* DO THIS: Using the entries below, return word for word the lines from the one containing "Practice step: identify the horse's leg" up to and including the last.

* DATA FOR THE TASK:
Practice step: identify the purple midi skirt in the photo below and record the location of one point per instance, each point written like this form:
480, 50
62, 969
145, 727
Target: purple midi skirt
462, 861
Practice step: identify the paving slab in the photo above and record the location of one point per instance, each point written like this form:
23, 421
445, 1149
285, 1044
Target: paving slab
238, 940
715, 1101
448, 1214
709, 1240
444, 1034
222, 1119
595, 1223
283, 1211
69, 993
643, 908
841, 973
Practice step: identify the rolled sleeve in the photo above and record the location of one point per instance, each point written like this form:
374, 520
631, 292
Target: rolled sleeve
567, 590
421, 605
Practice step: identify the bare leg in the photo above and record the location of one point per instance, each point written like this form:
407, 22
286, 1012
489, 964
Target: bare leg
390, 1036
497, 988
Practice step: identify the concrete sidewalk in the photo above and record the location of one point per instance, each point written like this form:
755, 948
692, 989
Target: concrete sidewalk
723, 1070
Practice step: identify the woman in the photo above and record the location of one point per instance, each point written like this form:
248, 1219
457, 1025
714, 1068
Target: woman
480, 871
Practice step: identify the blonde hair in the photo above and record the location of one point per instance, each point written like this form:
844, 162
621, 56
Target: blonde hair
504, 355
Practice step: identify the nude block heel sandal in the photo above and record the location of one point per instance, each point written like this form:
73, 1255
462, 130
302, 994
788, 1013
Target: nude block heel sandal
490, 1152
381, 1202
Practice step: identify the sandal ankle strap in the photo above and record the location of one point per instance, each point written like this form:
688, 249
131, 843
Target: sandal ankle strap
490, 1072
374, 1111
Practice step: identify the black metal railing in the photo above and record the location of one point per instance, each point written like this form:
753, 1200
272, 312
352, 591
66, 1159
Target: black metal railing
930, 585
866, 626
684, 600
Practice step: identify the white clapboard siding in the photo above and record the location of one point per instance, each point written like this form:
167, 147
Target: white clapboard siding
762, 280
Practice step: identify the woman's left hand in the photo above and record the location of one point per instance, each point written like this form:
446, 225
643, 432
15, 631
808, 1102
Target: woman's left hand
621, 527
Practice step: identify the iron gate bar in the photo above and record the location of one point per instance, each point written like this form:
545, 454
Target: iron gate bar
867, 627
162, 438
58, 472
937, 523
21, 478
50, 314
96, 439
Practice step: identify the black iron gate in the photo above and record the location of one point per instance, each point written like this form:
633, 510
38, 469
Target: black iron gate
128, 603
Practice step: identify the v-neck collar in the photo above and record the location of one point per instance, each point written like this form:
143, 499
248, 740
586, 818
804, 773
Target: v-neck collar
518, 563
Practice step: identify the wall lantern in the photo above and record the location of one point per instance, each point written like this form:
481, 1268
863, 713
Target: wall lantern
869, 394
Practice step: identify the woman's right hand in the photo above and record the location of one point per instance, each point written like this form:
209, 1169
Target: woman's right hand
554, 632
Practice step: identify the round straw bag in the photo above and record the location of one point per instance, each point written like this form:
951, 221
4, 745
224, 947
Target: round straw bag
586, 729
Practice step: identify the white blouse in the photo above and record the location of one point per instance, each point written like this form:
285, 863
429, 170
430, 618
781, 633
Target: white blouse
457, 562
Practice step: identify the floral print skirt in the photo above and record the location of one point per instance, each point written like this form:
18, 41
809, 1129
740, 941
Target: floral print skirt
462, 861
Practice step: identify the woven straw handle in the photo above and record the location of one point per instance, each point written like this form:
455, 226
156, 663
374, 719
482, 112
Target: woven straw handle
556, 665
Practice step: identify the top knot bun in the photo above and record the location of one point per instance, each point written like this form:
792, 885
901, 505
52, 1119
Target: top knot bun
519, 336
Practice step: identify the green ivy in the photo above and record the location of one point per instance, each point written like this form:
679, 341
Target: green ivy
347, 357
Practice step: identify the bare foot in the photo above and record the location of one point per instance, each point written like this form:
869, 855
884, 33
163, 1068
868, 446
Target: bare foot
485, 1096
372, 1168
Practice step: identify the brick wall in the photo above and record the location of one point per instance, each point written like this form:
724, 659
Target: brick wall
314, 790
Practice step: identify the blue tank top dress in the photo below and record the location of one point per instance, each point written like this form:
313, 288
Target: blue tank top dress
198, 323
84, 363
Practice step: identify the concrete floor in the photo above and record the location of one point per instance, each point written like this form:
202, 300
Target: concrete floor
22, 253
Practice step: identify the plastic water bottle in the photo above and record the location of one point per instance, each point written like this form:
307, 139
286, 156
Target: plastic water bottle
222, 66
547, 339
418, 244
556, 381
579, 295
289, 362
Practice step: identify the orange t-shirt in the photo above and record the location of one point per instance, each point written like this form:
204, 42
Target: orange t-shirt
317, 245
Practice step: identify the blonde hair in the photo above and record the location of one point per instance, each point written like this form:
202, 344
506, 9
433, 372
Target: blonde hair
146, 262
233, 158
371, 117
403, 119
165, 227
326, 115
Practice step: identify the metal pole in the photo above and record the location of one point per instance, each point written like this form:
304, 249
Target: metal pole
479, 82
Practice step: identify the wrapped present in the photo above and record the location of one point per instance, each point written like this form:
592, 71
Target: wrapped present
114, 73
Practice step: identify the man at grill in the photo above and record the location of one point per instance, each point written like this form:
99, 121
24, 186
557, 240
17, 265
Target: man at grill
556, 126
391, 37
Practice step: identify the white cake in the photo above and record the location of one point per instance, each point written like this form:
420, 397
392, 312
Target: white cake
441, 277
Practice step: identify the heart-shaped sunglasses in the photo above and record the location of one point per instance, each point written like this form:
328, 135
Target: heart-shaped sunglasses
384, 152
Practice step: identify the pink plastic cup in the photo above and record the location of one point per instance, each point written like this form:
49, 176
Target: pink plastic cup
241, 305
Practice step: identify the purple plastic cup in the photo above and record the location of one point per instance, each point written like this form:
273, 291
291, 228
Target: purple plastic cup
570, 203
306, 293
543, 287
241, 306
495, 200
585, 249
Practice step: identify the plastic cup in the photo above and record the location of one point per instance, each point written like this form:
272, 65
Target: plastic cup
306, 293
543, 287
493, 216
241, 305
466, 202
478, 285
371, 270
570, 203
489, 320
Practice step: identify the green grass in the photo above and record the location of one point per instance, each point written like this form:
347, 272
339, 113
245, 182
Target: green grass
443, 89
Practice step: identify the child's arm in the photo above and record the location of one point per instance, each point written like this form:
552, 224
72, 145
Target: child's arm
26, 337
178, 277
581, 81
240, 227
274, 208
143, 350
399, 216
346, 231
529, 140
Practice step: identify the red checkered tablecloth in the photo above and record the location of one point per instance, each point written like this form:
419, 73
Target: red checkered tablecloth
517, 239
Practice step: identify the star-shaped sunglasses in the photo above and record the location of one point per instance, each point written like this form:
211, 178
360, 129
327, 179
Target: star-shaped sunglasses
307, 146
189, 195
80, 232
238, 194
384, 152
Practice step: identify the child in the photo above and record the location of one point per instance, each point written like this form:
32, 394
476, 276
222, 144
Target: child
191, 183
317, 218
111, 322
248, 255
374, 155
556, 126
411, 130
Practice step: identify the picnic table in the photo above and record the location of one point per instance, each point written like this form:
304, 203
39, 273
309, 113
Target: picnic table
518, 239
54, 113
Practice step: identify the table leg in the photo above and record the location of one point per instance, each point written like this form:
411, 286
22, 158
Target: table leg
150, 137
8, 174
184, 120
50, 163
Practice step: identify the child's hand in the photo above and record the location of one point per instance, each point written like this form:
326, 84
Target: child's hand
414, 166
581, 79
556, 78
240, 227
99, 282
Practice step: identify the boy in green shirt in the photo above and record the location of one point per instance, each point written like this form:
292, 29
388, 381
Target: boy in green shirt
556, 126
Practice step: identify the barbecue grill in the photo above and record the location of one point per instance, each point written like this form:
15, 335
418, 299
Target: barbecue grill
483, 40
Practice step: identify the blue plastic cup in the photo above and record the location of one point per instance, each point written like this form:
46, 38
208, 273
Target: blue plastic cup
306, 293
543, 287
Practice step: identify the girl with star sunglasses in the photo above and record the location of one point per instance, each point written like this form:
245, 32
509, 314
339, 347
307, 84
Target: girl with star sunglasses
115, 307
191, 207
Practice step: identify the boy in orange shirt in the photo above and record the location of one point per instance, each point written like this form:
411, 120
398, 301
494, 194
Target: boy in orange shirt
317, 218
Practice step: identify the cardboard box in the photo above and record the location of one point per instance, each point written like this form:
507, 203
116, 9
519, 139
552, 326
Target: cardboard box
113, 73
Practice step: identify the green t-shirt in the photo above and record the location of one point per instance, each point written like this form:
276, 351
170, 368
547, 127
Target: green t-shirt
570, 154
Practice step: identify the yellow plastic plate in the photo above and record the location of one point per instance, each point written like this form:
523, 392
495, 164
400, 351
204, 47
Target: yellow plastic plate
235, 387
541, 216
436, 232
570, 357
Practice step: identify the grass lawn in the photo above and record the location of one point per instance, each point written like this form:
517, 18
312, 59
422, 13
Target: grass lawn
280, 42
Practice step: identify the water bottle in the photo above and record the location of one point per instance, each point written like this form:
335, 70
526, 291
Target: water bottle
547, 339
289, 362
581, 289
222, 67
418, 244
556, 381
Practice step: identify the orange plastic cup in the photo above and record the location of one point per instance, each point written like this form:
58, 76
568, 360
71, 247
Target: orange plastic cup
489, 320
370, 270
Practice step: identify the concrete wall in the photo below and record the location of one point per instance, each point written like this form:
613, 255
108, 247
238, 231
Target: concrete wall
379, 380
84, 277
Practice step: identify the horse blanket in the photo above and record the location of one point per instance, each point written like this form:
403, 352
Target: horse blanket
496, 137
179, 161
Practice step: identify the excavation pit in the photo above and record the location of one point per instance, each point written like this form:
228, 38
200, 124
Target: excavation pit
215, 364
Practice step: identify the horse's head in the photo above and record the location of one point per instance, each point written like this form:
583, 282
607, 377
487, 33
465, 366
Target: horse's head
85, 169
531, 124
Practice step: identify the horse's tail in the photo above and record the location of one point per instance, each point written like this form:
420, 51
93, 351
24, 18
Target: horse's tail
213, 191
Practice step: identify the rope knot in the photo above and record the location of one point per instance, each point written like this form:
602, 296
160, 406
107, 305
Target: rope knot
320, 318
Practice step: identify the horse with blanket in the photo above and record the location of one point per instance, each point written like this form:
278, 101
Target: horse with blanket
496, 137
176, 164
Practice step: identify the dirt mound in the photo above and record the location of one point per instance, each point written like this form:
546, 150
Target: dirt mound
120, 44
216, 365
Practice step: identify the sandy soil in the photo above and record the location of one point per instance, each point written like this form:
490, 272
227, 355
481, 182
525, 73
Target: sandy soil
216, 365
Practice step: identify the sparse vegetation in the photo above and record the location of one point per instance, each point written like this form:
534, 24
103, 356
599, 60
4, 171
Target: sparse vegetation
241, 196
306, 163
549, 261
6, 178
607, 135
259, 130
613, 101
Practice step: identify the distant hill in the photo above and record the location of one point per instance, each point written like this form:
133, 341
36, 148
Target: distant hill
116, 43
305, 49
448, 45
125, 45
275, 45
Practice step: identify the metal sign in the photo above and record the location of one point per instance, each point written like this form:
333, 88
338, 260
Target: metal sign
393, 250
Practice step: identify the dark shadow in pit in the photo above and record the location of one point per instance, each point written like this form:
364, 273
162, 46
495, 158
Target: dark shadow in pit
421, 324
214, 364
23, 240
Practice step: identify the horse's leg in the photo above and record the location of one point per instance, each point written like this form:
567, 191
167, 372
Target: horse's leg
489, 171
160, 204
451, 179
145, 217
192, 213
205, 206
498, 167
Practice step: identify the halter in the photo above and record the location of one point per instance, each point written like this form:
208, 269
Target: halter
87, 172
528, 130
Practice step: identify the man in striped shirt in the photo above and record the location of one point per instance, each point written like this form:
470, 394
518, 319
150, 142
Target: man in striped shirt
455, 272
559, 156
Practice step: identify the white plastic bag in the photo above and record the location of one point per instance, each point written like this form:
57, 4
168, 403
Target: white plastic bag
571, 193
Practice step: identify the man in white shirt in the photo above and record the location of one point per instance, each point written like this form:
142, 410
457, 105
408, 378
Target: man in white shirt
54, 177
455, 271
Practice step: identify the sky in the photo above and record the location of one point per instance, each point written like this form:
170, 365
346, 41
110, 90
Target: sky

* OUTPUT OF THE TASK:
Practice step: identify the horse's leg in the photo above and record the location of one point per instance, each point written like this form:
567, 191
167, 372
Target: horse's leg
489, 171
160, 204
451, 179
145, 217
192, 213
205, 206
498, 167
Practice step: identify the halter in the photo above and record the location of one point per instance, each point written like this form:
208, 269
Target: halter
87, 172
528, 130
Practice step: identify the man in striped shirt in the photo above and record the location of one point per instance, each point written like this form:
470, 394
518, 319
150, 142
Target: man in striped shirt
455, 272
559, 156
Practice step: identify the white plastic bag in the photo above and record the location of one point per instance, each point written like this form:
57, 4
168, 403
Target: white plastic bag
571, 193
Practice step: identify the man in white shirt in the photo above and record the location of one point per instance, each point written like this form:
142, 410
457, 105
408, 378
Target: man in white shirt
54, 177
455, 271
Practice step: identify the sky in the photo above and record the location of one point per instance, each point written like this form:
170, 365
346, 41
110, 90
Target: sky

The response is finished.